Your instructions → Find every line below with the word "pink" in it, and copy each one.

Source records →
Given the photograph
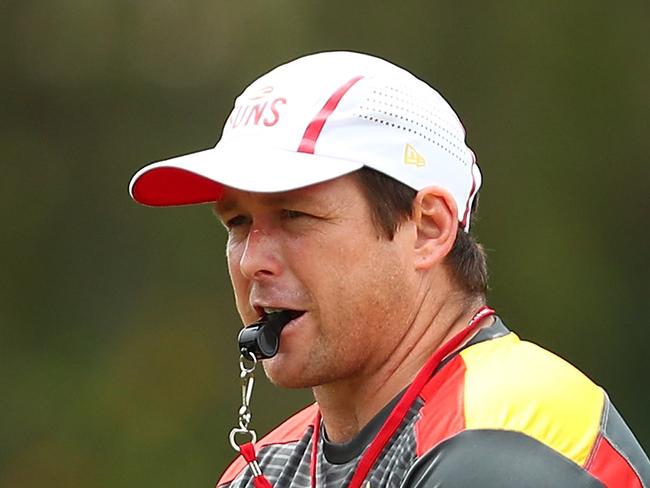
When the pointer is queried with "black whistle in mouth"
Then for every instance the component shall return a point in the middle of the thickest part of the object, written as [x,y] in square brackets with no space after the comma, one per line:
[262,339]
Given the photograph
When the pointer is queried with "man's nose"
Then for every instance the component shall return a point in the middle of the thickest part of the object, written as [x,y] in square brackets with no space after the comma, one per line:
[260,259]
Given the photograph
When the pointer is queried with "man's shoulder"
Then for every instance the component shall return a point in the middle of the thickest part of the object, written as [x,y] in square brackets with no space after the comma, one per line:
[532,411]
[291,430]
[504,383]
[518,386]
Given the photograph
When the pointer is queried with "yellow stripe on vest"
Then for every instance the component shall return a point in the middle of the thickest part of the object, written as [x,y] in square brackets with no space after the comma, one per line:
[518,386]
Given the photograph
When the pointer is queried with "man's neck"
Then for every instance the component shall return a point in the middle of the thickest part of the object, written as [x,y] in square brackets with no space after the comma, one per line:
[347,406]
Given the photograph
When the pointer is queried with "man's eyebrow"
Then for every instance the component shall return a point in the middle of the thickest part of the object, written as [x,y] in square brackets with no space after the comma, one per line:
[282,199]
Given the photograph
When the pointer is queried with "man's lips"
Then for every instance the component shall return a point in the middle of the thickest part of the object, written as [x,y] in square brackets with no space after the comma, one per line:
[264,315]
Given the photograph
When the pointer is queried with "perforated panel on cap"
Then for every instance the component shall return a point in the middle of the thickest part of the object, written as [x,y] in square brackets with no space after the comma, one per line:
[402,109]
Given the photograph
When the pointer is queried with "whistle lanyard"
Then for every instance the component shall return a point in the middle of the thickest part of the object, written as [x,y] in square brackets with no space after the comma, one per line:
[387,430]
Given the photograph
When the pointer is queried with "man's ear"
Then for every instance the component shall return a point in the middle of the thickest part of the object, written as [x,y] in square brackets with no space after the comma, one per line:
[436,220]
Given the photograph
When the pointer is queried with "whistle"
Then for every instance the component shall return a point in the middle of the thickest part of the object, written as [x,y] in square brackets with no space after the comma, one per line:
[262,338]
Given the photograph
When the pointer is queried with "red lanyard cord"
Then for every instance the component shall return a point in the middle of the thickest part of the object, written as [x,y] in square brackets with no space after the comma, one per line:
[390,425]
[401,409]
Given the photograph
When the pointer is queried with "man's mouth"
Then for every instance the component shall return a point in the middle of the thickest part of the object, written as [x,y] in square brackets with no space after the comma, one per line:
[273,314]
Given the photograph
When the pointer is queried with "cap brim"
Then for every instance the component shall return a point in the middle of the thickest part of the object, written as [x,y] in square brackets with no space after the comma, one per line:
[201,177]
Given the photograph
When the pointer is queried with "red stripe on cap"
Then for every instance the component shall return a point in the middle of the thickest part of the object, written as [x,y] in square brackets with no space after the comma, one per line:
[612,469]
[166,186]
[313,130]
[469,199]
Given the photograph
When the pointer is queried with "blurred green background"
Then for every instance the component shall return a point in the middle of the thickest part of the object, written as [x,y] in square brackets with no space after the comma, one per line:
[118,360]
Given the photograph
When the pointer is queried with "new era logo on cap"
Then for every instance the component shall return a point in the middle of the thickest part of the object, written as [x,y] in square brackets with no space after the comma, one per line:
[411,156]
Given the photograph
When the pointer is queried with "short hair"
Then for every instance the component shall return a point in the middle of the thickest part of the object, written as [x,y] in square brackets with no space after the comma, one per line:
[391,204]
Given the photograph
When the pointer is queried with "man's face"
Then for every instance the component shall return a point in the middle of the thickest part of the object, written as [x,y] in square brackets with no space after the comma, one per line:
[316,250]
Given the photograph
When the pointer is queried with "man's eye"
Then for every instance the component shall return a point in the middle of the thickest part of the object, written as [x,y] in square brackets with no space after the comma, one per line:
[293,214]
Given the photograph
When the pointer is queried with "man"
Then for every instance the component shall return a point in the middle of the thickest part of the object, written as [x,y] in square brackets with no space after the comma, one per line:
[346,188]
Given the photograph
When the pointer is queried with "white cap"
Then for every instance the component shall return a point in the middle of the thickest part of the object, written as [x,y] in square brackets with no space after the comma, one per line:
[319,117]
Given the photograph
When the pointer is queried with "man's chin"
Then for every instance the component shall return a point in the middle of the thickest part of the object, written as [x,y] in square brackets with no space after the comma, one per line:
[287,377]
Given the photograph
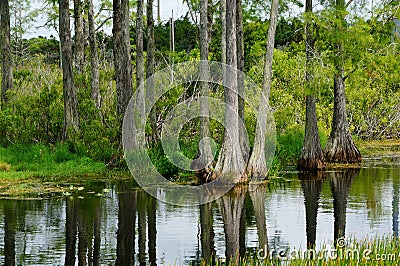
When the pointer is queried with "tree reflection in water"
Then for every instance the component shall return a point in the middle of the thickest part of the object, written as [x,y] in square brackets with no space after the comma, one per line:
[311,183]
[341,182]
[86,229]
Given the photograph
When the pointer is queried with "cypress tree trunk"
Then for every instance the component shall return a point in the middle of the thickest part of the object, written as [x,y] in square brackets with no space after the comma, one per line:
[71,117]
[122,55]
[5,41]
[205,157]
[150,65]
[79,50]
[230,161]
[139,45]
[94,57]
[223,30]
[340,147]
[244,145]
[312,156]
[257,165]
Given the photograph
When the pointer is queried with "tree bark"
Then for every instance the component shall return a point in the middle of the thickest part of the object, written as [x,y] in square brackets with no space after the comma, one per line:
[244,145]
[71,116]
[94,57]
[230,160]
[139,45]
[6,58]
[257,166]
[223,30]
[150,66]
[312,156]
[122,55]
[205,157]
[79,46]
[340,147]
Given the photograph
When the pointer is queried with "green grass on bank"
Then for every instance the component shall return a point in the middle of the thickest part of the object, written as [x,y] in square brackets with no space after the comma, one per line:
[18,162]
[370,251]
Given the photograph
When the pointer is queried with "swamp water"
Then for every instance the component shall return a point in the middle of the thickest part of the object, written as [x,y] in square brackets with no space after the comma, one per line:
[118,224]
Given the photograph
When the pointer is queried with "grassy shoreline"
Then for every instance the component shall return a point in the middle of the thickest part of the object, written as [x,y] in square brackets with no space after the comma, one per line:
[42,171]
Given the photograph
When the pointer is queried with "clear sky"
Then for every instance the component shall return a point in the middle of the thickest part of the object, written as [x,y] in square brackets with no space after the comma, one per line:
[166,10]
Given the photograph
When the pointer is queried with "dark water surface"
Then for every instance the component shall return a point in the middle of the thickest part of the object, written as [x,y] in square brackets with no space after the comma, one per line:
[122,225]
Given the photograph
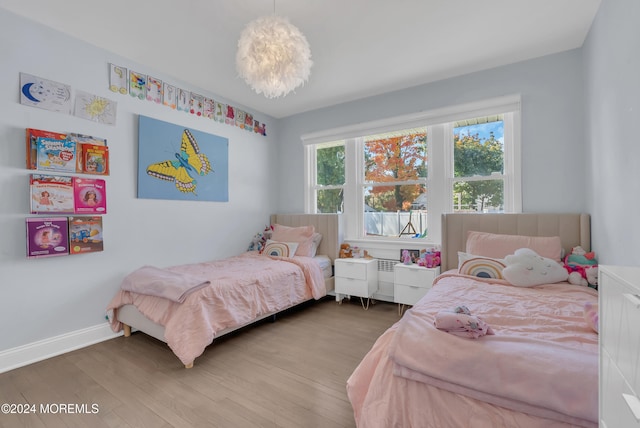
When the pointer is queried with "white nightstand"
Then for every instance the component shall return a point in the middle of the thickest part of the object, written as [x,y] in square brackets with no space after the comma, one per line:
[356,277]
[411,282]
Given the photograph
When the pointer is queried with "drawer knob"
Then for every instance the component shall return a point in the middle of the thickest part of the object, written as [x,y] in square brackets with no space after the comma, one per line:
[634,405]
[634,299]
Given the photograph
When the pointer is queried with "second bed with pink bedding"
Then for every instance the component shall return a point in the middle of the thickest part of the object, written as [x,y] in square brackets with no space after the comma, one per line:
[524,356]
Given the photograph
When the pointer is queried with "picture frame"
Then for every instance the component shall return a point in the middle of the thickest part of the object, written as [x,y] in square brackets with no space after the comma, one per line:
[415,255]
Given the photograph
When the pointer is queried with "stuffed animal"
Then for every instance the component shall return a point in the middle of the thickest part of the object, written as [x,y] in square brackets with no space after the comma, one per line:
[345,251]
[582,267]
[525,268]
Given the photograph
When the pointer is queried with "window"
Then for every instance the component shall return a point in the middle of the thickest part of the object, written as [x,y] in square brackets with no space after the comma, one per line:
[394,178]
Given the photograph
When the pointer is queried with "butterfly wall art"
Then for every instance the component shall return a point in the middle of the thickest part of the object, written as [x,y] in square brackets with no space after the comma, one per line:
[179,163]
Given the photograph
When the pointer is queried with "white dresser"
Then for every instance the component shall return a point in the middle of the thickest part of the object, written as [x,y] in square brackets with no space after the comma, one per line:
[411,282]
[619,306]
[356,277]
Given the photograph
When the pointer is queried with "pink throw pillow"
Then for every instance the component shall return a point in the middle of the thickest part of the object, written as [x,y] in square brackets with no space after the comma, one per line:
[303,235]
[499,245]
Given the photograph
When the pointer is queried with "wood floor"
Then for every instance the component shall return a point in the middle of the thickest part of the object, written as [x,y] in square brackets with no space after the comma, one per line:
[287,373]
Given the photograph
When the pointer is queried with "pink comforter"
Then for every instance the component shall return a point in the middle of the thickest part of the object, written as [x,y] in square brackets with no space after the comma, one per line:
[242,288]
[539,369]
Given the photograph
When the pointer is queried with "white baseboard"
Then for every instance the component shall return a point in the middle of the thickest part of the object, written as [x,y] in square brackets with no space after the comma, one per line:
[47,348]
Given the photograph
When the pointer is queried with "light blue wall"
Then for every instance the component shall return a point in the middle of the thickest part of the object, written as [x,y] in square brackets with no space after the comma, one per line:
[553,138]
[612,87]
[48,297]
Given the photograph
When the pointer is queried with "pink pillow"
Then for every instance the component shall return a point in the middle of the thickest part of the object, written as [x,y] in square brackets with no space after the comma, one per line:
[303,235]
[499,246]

Answer to the exercise →
When the pointer is queried with "second bed with pink bedding"
When the pointer is queried with "pink throw pillow"
When the pointer is queried with "pink comforter"
When the pointer is queried with "pink pillow"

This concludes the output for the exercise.